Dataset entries
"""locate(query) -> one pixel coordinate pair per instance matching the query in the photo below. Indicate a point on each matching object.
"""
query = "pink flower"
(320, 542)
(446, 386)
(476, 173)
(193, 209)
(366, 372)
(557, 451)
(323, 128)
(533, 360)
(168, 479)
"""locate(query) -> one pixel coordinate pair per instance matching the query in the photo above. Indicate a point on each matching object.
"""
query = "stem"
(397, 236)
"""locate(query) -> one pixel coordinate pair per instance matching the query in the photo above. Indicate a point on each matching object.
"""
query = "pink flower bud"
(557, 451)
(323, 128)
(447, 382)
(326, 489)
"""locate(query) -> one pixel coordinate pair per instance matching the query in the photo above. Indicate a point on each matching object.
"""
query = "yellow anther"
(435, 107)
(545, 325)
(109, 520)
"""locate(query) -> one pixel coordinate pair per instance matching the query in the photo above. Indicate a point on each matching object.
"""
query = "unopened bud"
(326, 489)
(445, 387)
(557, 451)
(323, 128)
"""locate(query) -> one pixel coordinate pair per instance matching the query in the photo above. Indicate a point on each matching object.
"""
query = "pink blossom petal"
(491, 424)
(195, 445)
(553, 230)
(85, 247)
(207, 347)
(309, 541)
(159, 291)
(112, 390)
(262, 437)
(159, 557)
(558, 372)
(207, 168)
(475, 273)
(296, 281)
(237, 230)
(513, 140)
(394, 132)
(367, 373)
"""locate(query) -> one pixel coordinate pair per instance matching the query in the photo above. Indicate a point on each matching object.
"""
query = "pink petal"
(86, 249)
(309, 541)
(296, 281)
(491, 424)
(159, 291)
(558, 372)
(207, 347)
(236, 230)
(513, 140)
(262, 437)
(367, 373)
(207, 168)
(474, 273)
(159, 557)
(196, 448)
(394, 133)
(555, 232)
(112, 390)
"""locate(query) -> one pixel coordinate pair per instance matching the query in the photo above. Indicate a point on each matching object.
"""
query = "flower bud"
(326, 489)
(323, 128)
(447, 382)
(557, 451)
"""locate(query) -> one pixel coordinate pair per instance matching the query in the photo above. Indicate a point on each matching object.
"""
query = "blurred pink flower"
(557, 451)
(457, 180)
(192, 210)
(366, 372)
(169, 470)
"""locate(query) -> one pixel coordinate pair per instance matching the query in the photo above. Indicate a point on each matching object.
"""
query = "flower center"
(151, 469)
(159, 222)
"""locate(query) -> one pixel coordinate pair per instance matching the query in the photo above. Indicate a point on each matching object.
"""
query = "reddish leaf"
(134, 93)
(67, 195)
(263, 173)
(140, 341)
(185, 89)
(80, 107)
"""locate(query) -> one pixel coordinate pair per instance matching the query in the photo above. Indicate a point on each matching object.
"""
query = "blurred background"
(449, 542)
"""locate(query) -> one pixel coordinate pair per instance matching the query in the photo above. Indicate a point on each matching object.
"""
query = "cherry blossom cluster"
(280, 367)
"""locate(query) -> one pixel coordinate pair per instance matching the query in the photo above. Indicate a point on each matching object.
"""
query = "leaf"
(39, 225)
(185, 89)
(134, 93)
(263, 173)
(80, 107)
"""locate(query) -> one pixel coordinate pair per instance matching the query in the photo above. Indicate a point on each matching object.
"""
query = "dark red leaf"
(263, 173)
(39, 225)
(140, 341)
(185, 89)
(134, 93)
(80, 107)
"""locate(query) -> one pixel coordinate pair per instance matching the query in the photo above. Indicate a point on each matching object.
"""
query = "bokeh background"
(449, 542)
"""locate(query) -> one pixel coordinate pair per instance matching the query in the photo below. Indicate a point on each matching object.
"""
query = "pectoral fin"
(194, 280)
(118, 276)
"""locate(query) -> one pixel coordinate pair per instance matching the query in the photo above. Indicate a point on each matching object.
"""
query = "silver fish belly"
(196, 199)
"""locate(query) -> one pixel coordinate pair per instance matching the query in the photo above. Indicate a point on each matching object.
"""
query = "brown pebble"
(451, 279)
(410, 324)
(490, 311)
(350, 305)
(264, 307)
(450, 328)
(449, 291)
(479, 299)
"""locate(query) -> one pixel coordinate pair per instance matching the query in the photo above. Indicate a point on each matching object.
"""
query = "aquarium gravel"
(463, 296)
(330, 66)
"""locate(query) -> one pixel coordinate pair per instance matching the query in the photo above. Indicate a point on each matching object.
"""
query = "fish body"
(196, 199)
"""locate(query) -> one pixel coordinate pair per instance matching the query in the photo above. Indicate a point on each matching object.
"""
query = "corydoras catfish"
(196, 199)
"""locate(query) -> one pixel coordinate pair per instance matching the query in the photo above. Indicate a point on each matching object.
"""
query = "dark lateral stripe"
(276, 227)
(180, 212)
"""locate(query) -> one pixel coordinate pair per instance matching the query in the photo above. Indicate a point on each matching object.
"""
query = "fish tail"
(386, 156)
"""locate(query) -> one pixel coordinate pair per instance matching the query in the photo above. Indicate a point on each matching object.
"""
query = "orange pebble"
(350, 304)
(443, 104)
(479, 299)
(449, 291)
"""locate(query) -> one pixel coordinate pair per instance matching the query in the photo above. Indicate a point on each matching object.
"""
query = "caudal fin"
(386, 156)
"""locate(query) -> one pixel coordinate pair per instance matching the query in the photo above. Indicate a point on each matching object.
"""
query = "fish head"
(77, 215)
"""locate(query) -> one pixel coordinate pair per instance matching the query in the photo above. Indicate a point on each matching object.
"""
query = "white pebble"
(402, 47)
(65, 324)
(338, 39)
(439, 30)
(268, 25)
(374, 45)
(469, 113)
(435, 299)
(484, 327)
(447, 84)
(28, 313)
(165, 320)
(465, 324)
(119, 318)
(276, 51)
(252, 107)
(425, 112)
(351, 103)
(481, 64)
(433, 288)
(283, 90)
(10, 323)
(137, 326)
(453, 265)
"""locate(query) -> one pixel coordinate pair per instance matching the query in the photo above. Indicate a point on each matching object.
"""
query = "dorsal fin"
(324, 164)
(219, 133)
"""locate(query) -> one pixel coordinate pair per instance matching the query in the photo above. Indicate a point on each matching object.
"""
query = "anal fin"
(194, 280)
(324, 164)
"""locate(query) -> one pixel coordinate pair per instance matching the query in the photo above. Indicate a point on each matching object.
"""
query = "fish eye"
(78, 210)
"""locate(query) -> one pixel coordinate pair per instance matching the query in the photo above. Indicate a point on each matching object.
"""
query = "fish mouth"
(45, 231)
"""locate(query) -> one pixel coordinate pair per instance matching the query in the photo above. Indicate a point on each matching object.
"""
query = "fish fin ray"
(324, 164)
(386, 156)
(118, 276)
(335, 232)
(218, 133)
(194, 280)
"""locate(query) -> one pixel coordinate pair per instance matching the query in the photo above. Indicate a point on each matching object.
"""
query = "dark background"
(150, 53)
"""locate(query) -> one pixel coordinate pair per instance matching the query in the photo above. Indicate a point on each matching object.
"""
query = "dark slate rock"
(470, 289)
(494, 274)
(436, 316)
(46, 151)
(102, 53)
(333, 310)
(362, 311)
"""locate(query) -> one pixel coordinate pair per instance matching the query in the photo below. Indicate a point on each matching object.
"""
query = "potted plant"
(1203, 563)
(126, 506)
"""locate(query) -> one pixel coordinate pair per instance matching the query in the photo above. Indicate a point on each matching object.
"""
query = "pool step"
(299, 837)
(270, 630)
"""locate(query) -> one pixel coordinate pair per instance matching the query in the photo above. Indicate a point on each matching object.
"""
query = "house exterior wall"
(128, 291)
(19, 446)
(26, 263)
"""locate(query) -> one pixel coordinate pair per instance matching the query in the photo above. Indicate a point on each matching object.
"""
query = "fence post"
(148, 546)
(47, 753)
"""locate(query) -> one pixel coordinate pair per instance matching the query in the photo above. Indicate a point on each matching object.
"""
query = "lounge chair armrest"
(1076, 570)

> _The problem_
Every line above should be reproduced precisely.

> _Answer section_
"""locate(query) -> one pixel coordinate pair per instance matching the query in the photo below. Indicate a point on each matching object.
"""
query = "pink flower"
(320, 542)
(446, 386)
(476, 173)
(193, 209)
(366, 372)
(557, 451)
(323, 128)
(533, 360)
(168, 479)
"""locate(query) -> one pixel coordinate pair per instance matching the query in the photo above. Indicate a point on each matching object.
"""
query = "stem"
(397, 236)
"""locate(query) -> one pixel coordinate pair per instance matching the query in the photo above. Indicate a point on each matching object.
"""
query = "pink flower bud"
(557, 451)
(323, 128)
(447, 382)
(326, 489)
"""locate(query) -> one pixel coordinate pair per instance matching the query in the photo above. Indicate a point on each matching object.
"""
query = "yellow anther"
(435, 107)
(545, 325)
(109, 520)
"""locate(query) -> one pixel coordinate pair per instance matching the query in the photo above. Indicate a point on each matching object.
"""
query = "unopened bud"
(326, 489)
(445, 387)
(557, 451)
(323, 128)
"""locate(query) -> one pixel coordinate pair per instance matching the query in the photo above. Indicate a point on each matching object.
"""
query = "pink blossom petal"
(491, 424)
(195, 445)
(553, 230)
(85, 247)
(207, 347)
(309, 541)
(159, 291)
(112, 390)
(262, 437)
(159, 557)
(558, 372)
(207, 168)
(475, 273)
(296, 281)
(237, 230)
(513, 140)
(394, 132)
(367, 373)
"""locate(query) -> one pixel coordinate pair per instance matching the query in the photo above. Indicate a point on each matching object.
"""
query = "pink petal"
(86, 249)
(309, 541)
(296, 281)
(491, 424)
(159, 291)
(558, 372)
(207, 347)
(236, 230)
(513, 140)
(262, 437)
(367, 373)
(207, 168)
(474, 273)
(159, 557)
(196, 448)
(394, 133)
(555, 232)
(112, 390)
"""locate(query) -> one pixel coordinate pair per instance matching the query in the photo above. Indicate a point on each matching object.
"""
query = "flower bud"
(326, 489)
(323, 128)
(447, 382)
(557, 451)
"""locate(query) -> one pixel coordinate pair per instance matching the query in the photo above. Indicate a point on each matching object.
"""
query = "blurred pink flower"
(557, 451)
(457, 180)
(192, 210)
(366, 372)
(169, 470)
"""locate(query) -> one pixel coordinate pair per instance matching the query in the photo above. Indicate a point on each matching object.
"""
query = "flower center"
(151, 469)
(159, 222)
"""locate(query) -> one pixel coordinate pair per instance matching the query in the photo above. Indicate a point on each matching object.
"""
query = "reddish leaf"
(134, 93)
(67, 195)
(263, 173)
(140, 341)
(185, 89)
(80, 107)
"""locate(query) -> one pixel coordinate pair per instance matching the query in the photo above. Indicate a point on each matching object.
"""
query = "blurred background"
(449, 542)
"""locate(query) -> one pixel coordinate pair per instance matching the query in the photo above. Indicate a point on each matching object.
"""
query = "cherry blossom cluster"
(280, 367)
"""locate(query) -> one pixel coordinate pair per instance matching the query in the photo above. Indicate a point on each matching object.
"""
query = "leaf"
(39, 225)
(185, 89)
(134, 93)
(263, 173)
(80, 107)
"""locate(query) -> one pixel coordinate pair per instance matching the query in the photo above. Indicate a point on each matching object.
"""
query = "dark red leaf"
(263, 173)
(39, 225)
(140, 341)
(185, 89)
(134, 93)
(80, 107)
"""locate(query) -> one pixel coordinate pair per instance matching the query in the photo above. Indicate a point on each matching object.
"""
query = "bokeh background"
(449, 542)
"""locate(query) -> one pixel coordinate pair per instance matching the query in the photo below. Indicate a point on each matching object.
"""
query = "pectoral fin"
(194, 280)
(118, 276)
"""locate(query) -> one pixel coordinate pair per instance matching the query in the photo above. Indicate a point on each matching object.
"""
query = "silver fish belly"
(196, 199)
"""locate(query) -> one pixel coordinate pair per instance matching the query in the photo above. Indicate a point on each matching object.
"""
query = "brown pebble"
(451, 279)
(410, 324)
(490, 311)
(350, 305)
(264, 307)
(450, 328)
(449, 291)
(479, 299)
"""locate(query) -> one pixel coordinate pair per instance matching the query in the photo above. Indicate a point on each matching object.
"""
query = "aquarium gravel"
(463, 296)
(330, 66)
"""locate(query) -> one pixel coordinate pair per instance matching the query in the photo above. Indicate a point on each matching object.
"""
query = "fish body"
(196, 199)
"""locate(query) -> one pixel coordinate pair per instance matching the query in the photo above. Indicate a point on each matching object.
"""
query = "corydoras catfish"
(196, 199)
"""locate(query) -> one pixel coordinate pair per instance matching the query in the photo above. Indicate a point on each matching object.
"""
query = "dark lateral stripe"
(276, 227)
(180, 212)
"""locate(query) -> one pixel coordinate pair per instance matching the query in the photo above. Indicate a point on each matching object.
"""
query = "fish tail"
(386, 156)
"""locate(query) -> one pixel coordinate pair per instance matching the query in the photo above. Indicate a point on each matching object.
"""
query = "orange pebble"
(350, 304)
(443, 104)
(479, 299)
(449, 291)
"""locate(query) -> one pixel coordinate pair per instance matching the query in the photo above. Indicate a point on each matching object.
"""
query = "caudal fin"
(386, 156)
"""locate(query) -> one pixel coordinate pair per instance matching the query in the photo above. Indicate a point on each matching object.
"""
query = "fish head"
(77, 215)
"""locate(query) -> one pixel coordinate pair per instance matching the query in the photo above. Indicate a point on each matching object.
"""
query = "white pebble"
(402, 47)
(65, 324)
(338, 39)
(439, 30)
(268, 25)
(374, 45)
(469, 113)
(435, 299)
(484, 327)
(447, 84)
(28, 313)
(165, 320)
(465, 324)
(119, 318)
(276, 51)
(252, 107)
(425, 112)
(351, 103)
(481, 64)
(433, 288)
(283, 90)
(10, 323)
(137, 326)
(453, 265)
"""locate(query) -> one pixel coordinate pair per instance matching the query in the photo above. Indicate a point on each matching object.
"""
query = "dorsal fin"
(324, 164)
(219, 133)
"""locate(query) -> one pixel coordinate pair per instance matching the query in the photo above. Indicate a point on each matching object.
"""
query = "anal fin"
(194, 280)
(324, 164)
"""locate(query) -> one pixel coordinate pair per instance matching the query in the photo above. Indicate a point on each matching object.
"""
query = "fish eye"
(78, 210)
"""locate(query) -> one pixel coordinate pair per instance matching the query in the photo above. Indicate a point on each matching object.
"""
query = "fish mouth"
(45, 231)
"""locate(query) -> one pixel coordinate pair per instance matching the query in the photo above. Indicate a point on each matching object.
"""
query = "fish fin ray"
(324, 164)
(386, 156)
(118, 276)
(335, 232)
(218, 133)
(194, 280)
"""locate(query) -> one pixel coordinate pair per instance matching the query in the photo above. Indicate a point on each matching object.
"""
query = "dark background"
(150, 53)
"""locate(query) -> one pixel coordinate pair per instance matching the query in the photo above. Indicate a point on each matching object.
"""
query = "dark slate rock"
(470, 289)
(494, 274)
(436, 316)
(46, 151)
(102, 53)
(333, 310)
(362, 311)
"""locate(query) -> one pixel coordinate pair per instance matching the query in the photo below. Indicate a point on each matching object.
"""
query = "potted plant"
(1203, 563)
(126, 506)
"""locate(query) -> one pixel coordinate pair per instance matching the query in the photo above. Indicate a point on each matching object.
"""
query = "pool step"
(299, 837)
(270, 630)
"""locate(query) -> one pixel coordinate pair per instance matching the query in the photo above. Indicate a point on each matching object.
"""
query = "house exterior wall"
(128, 291)
(19, 446)
(26, 263)
"""locate(query) -> one pixel coordinate pair per instance matching the query in the photo above. Indicate a point on each matching object.
"""
query = "fence post"
(148, 546)
(47, 753)
"""locate(query) -> one pixel coordinate pair per instance matching the query in the photo above. Indicate a point on each matching object.
"""
query = "lounge chair armrest"
(1076, 570)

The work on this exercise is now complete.